Beginning with the line that holds "Target: thin branch", write out each line exactly as it stands until the end of the data, and include no pictures.

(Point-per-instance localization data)
↓↓↓

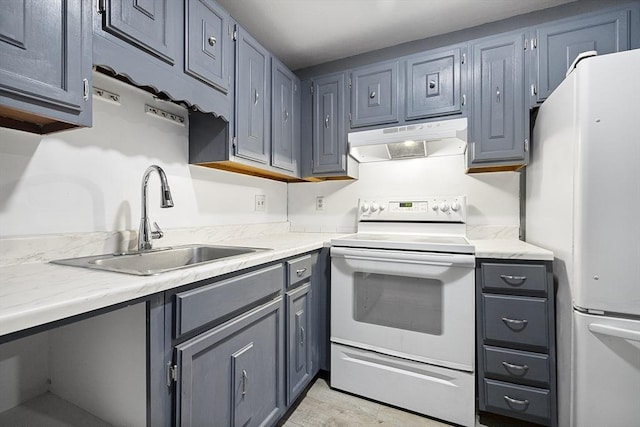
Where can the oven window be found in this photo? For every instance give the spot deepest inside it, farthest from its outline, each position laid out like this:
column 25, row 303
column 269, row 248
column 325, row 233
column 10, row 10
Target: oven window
column 407, row 303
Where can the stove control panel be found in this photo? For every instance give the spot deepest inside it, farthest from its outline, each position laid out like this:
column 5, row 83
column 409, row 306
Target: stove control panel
column 413, row 209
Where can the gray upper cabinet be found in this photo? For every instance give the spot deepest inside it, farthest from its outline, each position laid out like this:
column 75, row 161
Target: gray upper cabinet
column 329, row 130
column 433, row 84
column 45, row 65
column 374, row 94
column 208, row 54
column 560, row 43
column 252, row 99
column 232, row 375
column 499, row 124
column 143, row 23
column 285, row 118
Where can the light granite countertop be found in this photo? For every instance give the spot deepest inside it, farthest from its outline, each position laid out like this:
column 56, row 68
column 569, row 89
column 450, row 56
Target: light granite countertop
column 34, row 292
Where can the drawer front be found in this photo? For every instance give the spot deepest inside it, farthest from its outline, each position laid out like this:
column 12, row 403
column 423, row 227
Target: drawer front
column 521, row 401
column 516, row 366
column 512, row 319
column 218, row 300
column 522, row 277
column 300, row 269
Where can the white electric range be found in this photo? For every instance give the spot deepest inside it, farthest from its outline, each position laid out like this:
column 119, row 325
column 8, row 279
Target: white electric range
column 403, row 307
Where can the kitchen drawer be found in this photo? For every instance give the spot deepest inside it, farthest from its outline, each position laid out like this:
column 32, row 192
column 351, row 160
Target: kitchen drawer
column 510, row 319
column 519, row 401
column 218, row 300
column 509, row 277
column 516, row 366
column 300, row 269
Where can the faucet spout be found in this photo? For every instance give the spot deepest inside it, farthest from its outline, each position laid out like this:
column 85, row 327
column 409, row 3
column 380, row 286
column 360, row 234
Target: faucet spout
column 145, row 235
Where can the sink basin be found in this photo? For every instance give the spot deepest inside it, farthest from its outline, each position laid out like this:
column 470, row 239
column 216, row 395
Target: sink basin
column 159, row 260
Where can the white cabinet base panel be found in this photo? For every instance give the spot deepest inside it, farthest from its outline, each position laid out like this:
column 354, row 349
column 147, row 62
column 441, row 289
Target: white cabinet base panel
column 430, row 390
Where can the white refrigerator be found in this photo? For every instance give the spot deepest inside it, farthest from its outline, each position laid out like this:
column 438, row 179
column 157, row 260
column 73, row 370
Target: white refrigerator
column 583, row 203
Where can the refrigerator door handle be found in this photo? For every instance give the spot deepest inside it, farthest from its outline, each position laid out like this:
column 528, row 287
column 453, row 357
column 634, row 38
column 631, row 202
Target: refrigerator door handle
column 626, row 334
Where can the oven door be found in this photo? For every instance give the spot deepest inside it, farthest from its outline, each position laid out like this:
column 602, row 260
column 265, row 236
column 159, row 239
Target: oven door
column 414, row 305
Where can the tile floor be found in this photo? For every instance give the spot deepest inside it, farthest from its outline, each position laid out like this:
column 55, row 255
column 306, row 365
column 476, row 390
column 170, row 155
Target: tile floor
column 323, row 406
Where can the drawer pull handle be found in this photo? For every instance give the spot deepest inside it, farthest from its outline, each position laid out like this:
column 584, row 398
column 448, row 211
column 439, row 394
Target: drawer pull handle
column 245, row 380
column 513, row 280
column 515, row 324
column 521, row 405
column 521, row 370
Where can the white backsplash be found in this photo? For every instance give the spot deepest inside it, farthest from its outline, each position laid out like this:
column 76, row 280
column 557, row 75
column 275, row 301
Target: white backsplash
column 88, row 180
column 492, row 198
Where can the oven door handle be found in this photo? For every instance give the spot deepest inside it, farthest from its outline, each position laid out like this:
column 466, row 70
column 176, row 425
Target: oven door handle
column 407, row 257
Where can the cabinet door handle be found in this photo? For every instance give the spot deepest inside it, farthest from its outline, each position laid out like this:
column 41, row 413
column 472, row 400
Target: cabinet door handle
column 521, row 369
column 515, row 324
column 245, row 382
column 522, row 404
column 513, row 280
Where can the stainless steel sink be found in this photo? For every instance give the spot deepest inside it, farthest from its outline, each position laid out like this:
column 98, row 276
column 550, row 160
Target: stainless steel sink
column 157, row 261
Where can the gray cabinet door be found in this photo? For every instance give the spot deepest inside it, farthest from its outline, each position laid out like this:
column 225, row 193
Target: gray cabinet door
column 233, row 375
column 329, row 132
column 252, row 99
column 143, row 23
column 285, row 117
column 209, row 50
column 433, row 84
column 299, row 339
column 499, row 117
column 560, row 43
column 374, row 94
column 45, row 60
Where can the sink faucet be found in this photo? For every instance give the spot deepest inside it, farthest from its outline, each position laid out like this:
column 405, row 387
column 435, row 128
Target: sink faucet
column 145, row 234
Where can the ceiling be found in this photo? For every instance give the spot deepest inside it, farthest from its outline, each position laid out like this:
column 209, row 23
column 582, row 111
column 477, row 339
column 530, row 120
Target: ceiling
column 303, row 33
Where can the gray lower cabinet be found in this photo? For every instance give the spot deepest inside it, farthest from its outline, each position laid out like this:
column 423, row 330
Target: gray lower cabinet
column 558, row 44
column 433, row 83
column 232, row 374
column 253, row 100
column 374, row 94
column 45, row 65
column 516, row 353
column 285, row 118
column 209, row 49
column 499, row 128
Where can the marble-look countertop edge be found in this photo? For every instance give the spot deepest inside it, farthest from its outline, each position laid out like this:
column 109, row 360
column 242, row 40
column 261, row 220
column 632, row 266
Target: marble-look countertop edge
column 26, row 301
column 510, row 249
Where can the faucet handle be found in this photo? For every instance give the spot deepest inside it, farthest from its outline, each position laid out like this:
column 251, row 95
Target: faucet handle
column 157, row 233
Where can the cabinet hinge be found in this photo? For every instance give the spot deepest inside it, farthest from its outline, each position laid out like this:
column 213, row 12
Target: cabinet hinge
column 172, row 374
column 85, row 89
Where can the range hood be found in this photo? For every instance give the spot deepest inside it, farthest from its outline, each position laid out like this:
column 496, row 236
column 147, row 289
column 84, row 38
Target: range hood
column 430, row 139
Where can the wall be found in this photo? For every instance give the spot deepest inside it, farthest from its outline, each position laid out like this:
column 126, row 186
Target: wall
column 86, row 180
column 492, row 198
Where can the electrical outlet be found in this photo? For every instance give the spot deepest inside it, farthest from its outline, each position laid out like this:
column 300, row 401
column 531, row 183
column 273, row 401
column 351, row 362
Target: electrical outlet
column 261, row 202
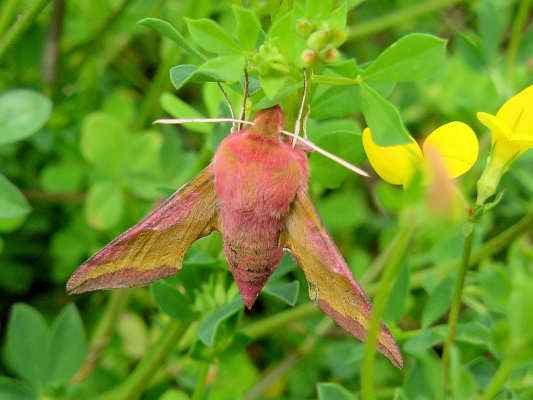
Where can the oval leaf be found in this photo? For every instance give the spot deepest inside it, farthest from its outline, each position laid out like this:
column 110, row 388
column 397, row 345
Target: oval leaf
column 12, row 203
column 209, row 326
column 413, row 57
column 383, row 118
column 68, row 346
column 22, row 113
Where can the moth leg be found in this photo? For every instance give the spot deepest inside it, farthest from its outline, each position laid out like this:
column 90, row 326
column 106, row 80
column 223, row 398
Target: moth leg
column 298, row 123
column 242, row 114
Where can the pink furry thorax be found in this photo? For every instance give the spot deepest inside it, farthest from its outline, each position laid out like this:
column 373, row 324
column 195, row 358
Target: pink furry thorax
column 257, row 176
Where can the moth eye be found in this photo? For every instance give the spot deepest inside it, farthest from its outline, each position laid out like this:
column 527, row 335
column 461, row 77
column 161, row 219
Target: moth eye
column 313, row 292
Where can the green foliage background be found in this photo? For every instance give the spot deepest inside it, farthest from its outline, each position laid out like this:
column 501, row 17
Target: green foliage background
column 77, row 140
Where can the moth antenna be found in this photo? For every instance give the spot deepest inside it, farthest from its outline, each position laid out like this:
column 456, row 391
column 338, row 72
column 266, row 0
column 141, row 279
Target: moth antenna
column 298, row 123
column 228, row 104
column 327, row 154
column 173, row 121
column 306, row 117
column 242, row 114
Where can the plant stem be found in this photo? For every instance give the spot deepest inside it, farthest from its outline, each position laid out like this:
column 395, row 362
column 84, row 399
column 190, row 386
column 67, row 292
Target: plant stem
column 20, row 26
column 498, row 380
column 398, row 17
column 518, row 25
column 490, row 247
column 6, row 14
column 104, row 330
column 199, row 389
column 457, row 300
column 392, row 263
column 137, row 381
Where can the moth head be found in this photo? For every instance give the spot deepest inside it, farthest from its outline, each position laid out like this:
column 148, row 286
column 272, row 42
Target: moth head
column 269, row 121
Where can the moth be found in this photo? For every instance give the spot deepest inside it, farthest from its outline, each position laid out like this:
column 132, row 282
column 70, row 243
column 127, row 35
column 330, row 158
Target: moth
column 254, row 192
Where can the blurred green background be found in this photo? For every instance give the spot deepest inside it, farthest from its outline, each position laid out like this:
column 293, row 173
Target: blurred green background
column 79, row 89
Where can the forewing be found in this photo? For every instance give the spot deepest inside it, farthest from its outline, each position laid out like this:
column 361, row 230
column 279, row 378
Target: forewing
column 330, row 280
column 155, row 247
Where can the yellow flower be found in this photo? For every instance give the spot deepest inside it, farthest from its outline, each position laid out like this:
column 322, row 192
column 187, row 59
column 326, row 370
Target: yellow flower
column 455, row 143
column 512, row 134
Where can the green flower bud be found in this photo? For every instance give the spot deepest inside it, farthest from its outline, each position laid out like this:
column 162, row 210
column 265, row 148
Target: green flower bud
column 309, row 57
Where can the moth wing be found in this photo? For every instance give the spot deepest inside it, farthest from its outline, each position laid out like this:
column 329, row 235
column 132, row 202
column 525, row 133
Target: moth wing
column 155, row 247
column 331, row 281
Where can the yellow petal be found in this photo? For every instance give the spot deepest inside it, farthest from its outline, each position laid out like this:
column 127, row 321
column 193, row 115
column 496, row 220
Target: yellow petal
column 517, row 114
column 457, row 145
column 394, row 164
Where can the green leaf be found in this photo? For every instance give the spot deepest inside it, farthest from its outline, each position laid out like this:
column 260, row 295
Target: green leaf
column 104, row 205
column 519, row 313
column 439, row 301
column 68, row 346
column 413, row 57
column 63, row 177
column 284, row 291
column 172, row 302
column 334, row 80
column 12, row 203
column 179, row 109
column 22, row 113
column 248, row 27
column 335, row 102
column 273, row 85
column 146, row 146
column 166, row 29
column 340, row 137
column 181, row 74
column 104, row 142
column 223, row 69
column 11, row 389
column 333, row 391
column 383, row 118
column 462, row 381
column 211, row 37
column 26, row 349
column 209, row 326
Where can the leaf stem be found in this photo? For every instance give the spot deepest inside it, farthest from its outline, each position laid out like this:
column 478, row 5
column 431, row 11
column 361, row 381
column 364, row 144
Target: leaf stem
column 137, row 381
column 498, row 380
column 457, row 300
column 6, row 14
column 392, row 264
column 518, row 25
column 199, row 389
column 118, row 300
column 21, row 25
column 397, row 17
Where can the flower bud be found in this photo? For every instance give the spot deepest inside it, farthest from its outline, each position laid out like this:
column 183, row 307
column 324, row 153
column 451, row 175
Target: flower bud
column 330, row 55
column 309, row 57
column 318, row 40
column 304, row 27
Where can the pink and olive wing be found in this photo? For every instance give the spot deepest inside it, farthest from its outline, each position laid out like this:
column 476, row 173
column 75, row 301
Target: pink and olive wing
column 330, row 281
column 155, row 247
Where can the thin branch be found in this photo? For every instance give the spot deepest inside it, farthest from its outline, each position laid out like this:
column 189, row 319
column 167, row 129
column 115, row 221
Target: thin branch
column 53, row 40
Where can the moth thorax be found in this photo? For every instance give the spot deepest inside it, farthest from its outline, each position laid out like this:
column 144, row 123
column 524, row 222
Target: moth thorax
column 269, row 122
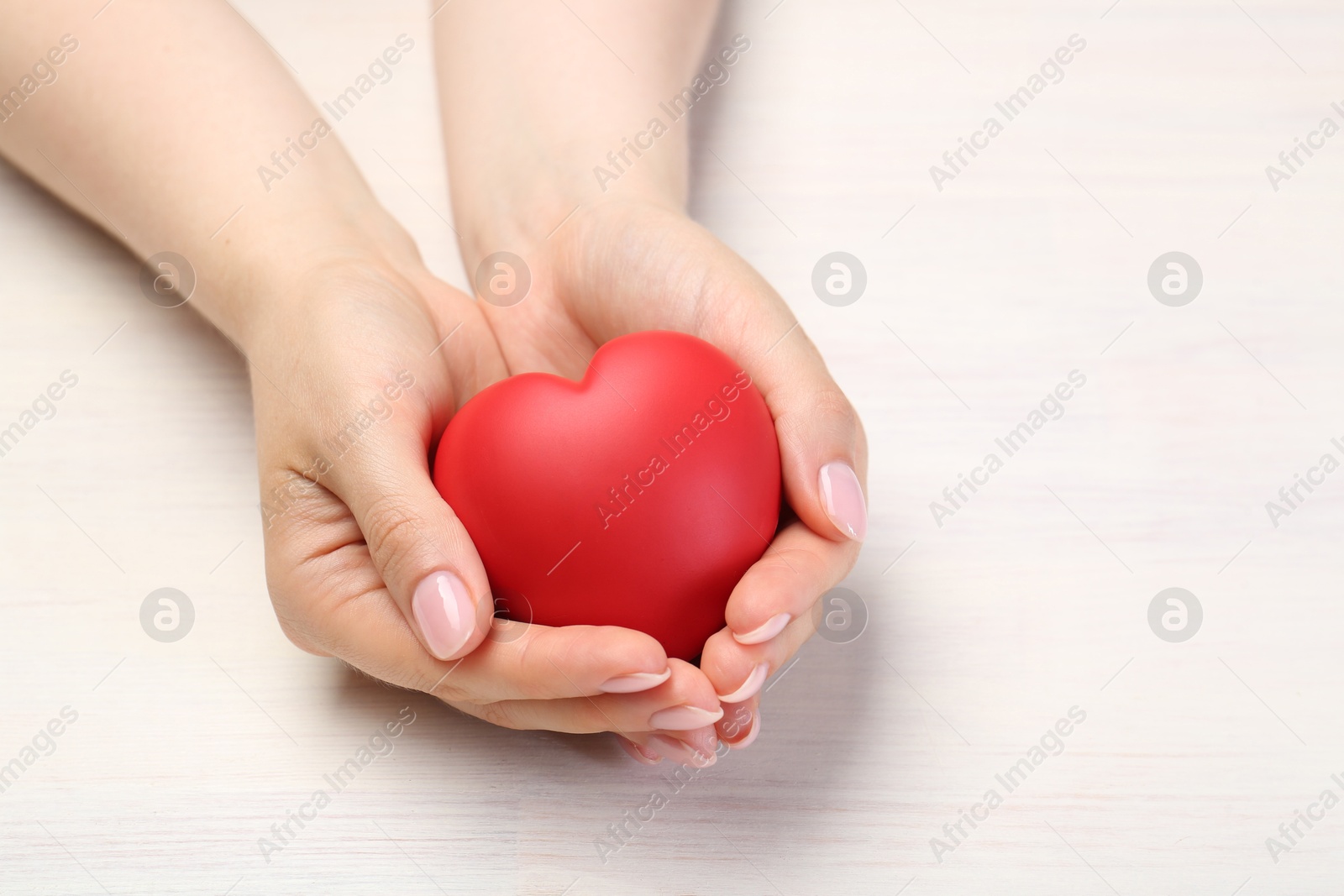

↑↑↑

→ Response to this exercise:
Target: thin branch
column 53, row 40
Where can the moth thorax be found in this photo? For every instance give the spot deepest inside it, farthest from its outline, each position laid out like this:
column 144, row 123
column 524, row 222
Target: moth thorax
column 269, row 122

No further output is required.